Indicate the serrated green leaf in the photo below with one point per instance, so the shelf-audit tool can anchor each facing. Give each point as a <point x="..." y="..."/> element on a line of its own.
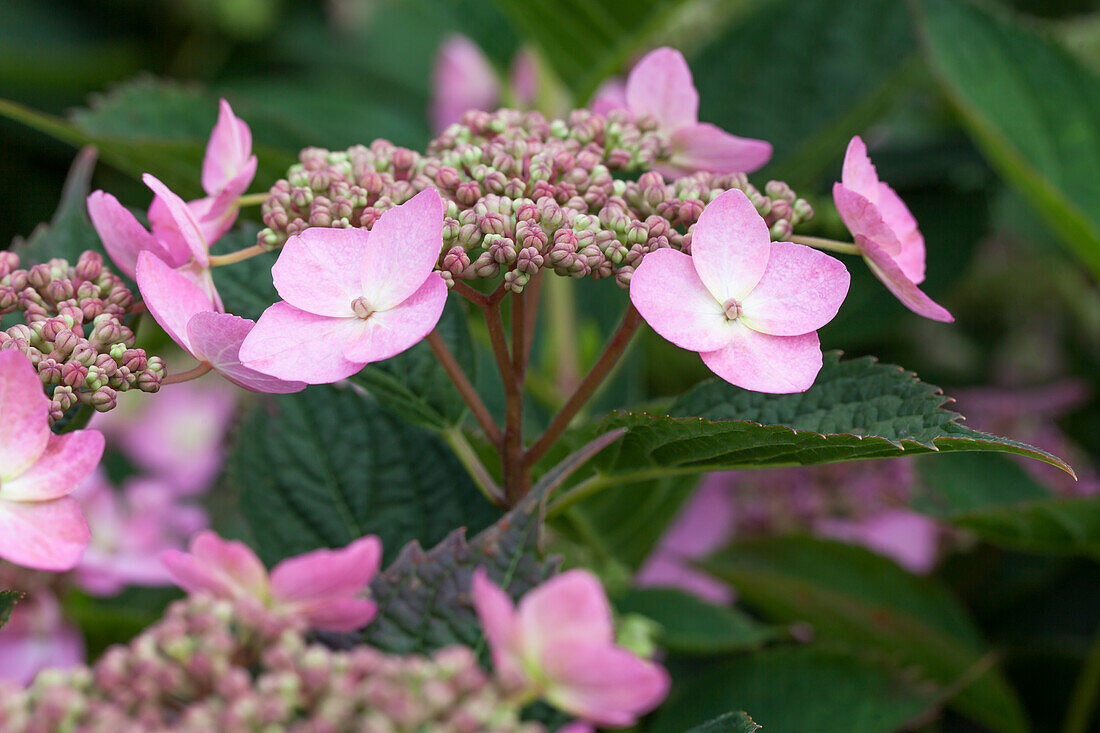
<point x="1032" y="108"/>
<point x="855" y="597"/>
<point x="327" y="466"/>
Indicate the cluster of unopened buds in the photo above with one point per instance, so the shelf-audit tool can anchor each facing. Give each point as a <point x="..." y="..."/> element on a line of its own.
<point x="75" y="331"/>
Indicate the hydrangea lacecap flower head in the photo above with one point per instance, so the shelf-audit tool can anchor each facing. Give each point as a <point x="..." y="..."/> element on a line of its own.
<point x="660" y="87"/>
<point x="750" y="307"/>
<point x="351" y="296"/>
<point x="884" y="231"/>
<point x="560" y="644"/>
<point x="41" y="526"/>
<point x="321" y="589"/>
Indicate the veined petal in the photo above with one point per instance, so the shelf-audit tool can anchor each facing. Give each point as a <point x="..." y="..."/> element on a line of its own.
<point x="660" y="86"/>
<point x="403" y="250"/>
<point x="730" y="247"/>
<point x="293" y="345"/>
<point x="318" y="271"/>
<point x="760" y="362"/>
<point x="668" y="293"/>
<point x="217" y="339"/>
<point x="800" y="292"/>
<point x="389" y="332"/>
<point x="67" y="460"/>
<point x="24" y="415"/>
<point x="43" y="535"/>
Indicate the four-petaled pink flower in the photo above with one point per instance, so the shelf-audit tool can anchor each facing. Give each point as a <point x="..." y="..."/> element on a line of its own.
<point x="750" y="307"/>
<point x="323" y="589"/>
<point x="560" y="644"/>
<point x="884" y="231"/>
<point x="660" y="87"/>
<point x="352" y="296"/>
<point x="41" y="526"/>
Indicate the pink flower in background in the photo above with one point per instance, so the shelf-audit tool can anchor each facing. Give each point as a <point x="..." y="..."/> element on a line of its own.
<point x="884" y="231"/>
<point x="41" y="526"/>
<point x="750" y="307"/>
<point x="560" y="642"/>
<point x="660" y="87"/>
<point x="351" y="297"/>
<point x="323" y="589"/>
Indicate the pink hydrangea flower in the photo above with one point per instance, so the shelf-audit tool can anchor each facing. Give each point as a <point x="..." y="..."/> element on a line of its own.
<point x="884" y="231"/>
<point x="660" y="87"/>
<point x="184" y="309"/>
<point x="41" y="526"/>
<point x="560" y="644"/>
<point x="323" y="589"/>
<point x="352" y="296"/>
<point x="750" y="307"/>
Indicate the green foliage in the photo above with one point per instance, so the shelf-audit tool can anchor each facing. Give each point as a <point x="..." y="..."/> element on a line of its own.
<point x="328" y="466"/>
<point x="1032" y="108"/>
<point x="851" y="595"/>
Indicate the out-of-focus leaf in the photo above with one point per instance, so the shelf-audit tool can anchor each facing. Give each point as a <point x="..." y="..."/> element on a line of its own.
<point x="1032" y="108"/>
<point x="853" y="595"/>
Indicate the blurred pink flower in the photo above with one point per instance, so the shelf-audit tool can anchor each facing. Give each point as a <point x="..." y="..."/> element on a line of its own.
<point x="884" y="231"/>
<point x="41" y="526"/>
<point x="351" y="297"/>
<point x="322" y="589"/>
<point x="750" y="307"/>
<point x="560" y="644"/>
<point x="660" y="87"/>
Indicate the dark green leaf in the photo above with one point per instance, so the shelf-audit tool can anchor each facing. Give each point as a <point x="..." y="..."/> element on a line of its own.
<point x="690" y="625"/>
<point x="1032" y="108"/>
<point x="327" y="466"/>
<point x="856" y="597"/>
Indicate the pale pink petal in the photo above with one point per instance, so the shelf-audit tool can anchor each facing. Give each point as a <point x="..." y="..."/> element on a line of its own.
<point x="389" y="332"/>
<point x="172" y="298"/>
<point x="888" y="271"/>
<point x="184" y="218"/>
<point x="43" y="535"/>
<point x="328" y="572"/>
<point x="730" y="245"/>
<point x="462" y="79"/>
<point x="603" y="684"/>
<point x="297" y="346"/>
<point x="122" y="234"/>
<point x="318" y="271"/>
<point x="778" y="364"/>
<point x="403" y="249"/>
<point x="24" y="415"/>
<point x="668" y="293"/>
<point x="660" y="86"/>
<point x="800" y="292"/>
<point x="704" y="146"/>
<point x="67" y="460"/>
<point x="217" y="339"/>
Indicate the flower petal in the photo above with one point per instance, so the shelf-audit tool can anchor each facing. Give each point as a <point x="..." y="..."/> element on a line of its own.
<point x="294" y="345"/>
<point x="730" y="247"/>
<point x="43" y="535"/>
<point x="668" y="293"/>
<point x="778" y="364"/>
<point x="24" y="415"/>
<point x="389" y="332"/>
<point x="603" y="684"/>
<point x="705" y="146"/>
<point x="888" y="270"/>
<point x="171" y="297"/>
<point x="800" y="292"/>
<point x="66" y="462"/>
<point x="217" y="339"/>
<point x="660" y="86"/>
<point x="318" y="271"/>
<point x="403" y="250"/>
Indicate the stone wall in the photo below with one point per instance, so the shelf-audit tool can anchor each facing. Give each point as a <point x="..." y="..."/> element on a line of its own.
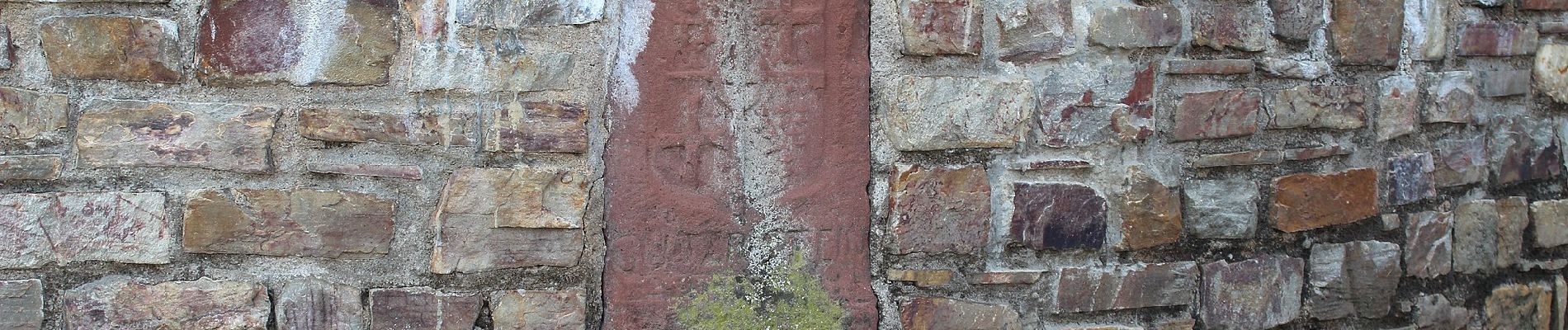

::::

» WHAT THIS TASK INVOLVES: Without the pictures, print the whole listing exactly as given.

» ANSWER TO THIS PROBLEM:
Indicate the serrated green leaf in the photo below with one point per instance, so the shelf-audit tool can anchor each facing. Give each point as a <point x="..." y="..."/> element on a line of its own.
<point x="1032" y="108"/>
<point x="855" y="597"/>
<point x="327" y="466"/>
Indicate the cluster of unopened buds in the photo above with one point per instance, so the shelf-audit tool can anchor each facing. Give each point as a <point x="..." y="..."/> element on a line of its own.
<point x="75" y="331"/>
Indicate the hydrangea lacecap flower head in the photo above with one point per instance, so the shelf-audit tool can anchor each facing. Give each point as a <point x="..." y="..."/> element on a line of its own.
<point x="660" y="87"/>
<point x="750" y="307"/>
<point x="351" y="296"/>
<point x="884" y="231"/>
<point x="560" y="644"/>
<point x="41" y="526"/>
<point x="321" y="589"/>
Indicate the veined petal in the photo above with one point per instance, so the shelf-audit tool can anchor each facing. Give each point as a <point x="..." y="..."/> element on a line of its own.
<point x="660" y="86"/>
<point x="403" y="250"/>
<point x="730" y="247"/>
<point x="293" y="345"/>
<point x="318" y="271"/>
<point x="760" y="362"/>
<point x="668" y="293"/>
<point x="217" y="339"/>
<point x="800" y="292"/>
<point x="389" y="332"/>
<point x="67" y="460"/>
<point x="24" y="415"/>
<point x="43" y="535"/>
Indicate the four-petaled pink flower in the photo above with one point per instance, so the shelf-audit tool can anchor each facing. Give each point as a <point x="..." y="..."/> element on a line of its own.
<point x="750" y="307"/>
<point x="323" y="589"/>
<point x="560" y="644"/>
<point x="884" y="231"/>
<point x="660" y="87"/>
<point x="352" y="296"/>
<point x="41" y="526"/>
Indicate the pink flower in background in the photo above with one point per instance, so the shelf-audit tool can anchor each facing. Give each point as a <point x="..." y="..."/> element on a line of its own.
<point x="884" y="231"/>
<point x="41" y="526"/>
<point x="750" y="307"/>
<point x="560" y="642"/>
<point x="660" y="87"/>
<point x="351" y="297"/>
<point x="323" y="589"/>
Indicate the pink hydrangea flower in the photo above with one point per instance, so the shelf-audit tool can anchor each facing. Give each point as a <point x="..." y="..."/> element on a line of its own.
<point x="884" y="231"/>
<point x="660" y="87"/>
<point x="184" y="309"/>
<point x="41" y="526"/>
<point x="560" y="644"/>
<point x="323" y="589"/>
<point x="352" y="296"/>
<point x="750" y="307"/>
Indicate the green foliage in the photo above with one point per instance, so the shelf-audit tool can anchor each facing. Give each point as a <point x="..." y="..."/> element on a line of its own.
<point x="328" y="466"/>
<point x="1032" y="108"/>
<point x="851" y="595"/>
Indicate the out-of-focus leaf in the photo above with one point per instance, so the shelf-audit tool can anchor each facing. Give each point as a <point x="..." y="..."/> element on a line of its own.
<point x="1032" y="108"/>
<point x="853" y="595"/>
Indicate the blurred pink flower in the photo above with one point per instance, so the shelf-audit tool can anchor each facing. Give each point as a <point x="..." y="..."/> element on a line of its own.
<point x="884" y="231"/>
<point x="41" y="526"/>
<point x="351" y="297"/>
<point x="322" y="589"/>
<point x="750" y="307"/>
<point x="560" y="644"/>
<point x="660" y="87"/>
Indicate the dark green leaf in the photo above with one point per instance, so the shelf-audit tool can anchor each facing. Give each point as a <point x="..." y="..."/> element on a line of its own.
<point x="690" y="625"/>
<point x="1032" y="108"/>
<point x="327" y="466"/>
<point x="856" y="597"/>
Indicate the pale pink petal in the photo above with one point per instance, so the shelf-audit tool can anchor each facing. Give each point as a <point x="..." y="..."/> element on a line of its own.
<point x="389" y="332"/>
<point x="172" y="298"/>
<point x="888" y="271"/>
<point x="184" y="218"/>
<point x="43" y="535"/>
<point x="328" y="572"/>
<point x="730" y="245"/>
<point x="462" y="79"/>
<point x="603" y="684"/>
<point x="297" y="346"/>
<point x="122" y="234"/>
<point x="318" y="271"/>
<point x="778" y="364"/>
<point x="403" y="249"/>
<point x="24" y="415"/>
<point x="668" y="293"/>
<point x="660" y="86"/>
<point x="800" y="292"/>
<point x="704" y="146"/>
<point x="67" y="460"/>
<point x="217" y="339"/>
Indicate the flower petal in the photo above with one point per instance, so the shelf-audit tool can anchor each facing. Give each point as a <point x="..." y="..."/> element on a line of its own.
<point x="294" y="345"/>
<point x="730" y="247"/>
<point x="43" y="535"/>
<point x="668" y="293"/>
<point x="778" y="364"/>
<point x="24" y="415"/>
<point x="389" y="332"/>
<point x="603" y="684"/>
<point x="705" y="146"/>
<point x="888" y="270"/>
<point x="171" y="297"/>
<point x="800" y="292"/>
<point x="66" y="462"/>
<point x="217" y="339"/>
<point x="660" y="86"/>
<point x="318" y="271"/>
<point x="403" y="250"/>
Indicate the stone wall in the photo below with one point per instance, so the shelf-audit tool can anchor each facing. Give each point as a <point x="..." y="..."/> element on a line of its own.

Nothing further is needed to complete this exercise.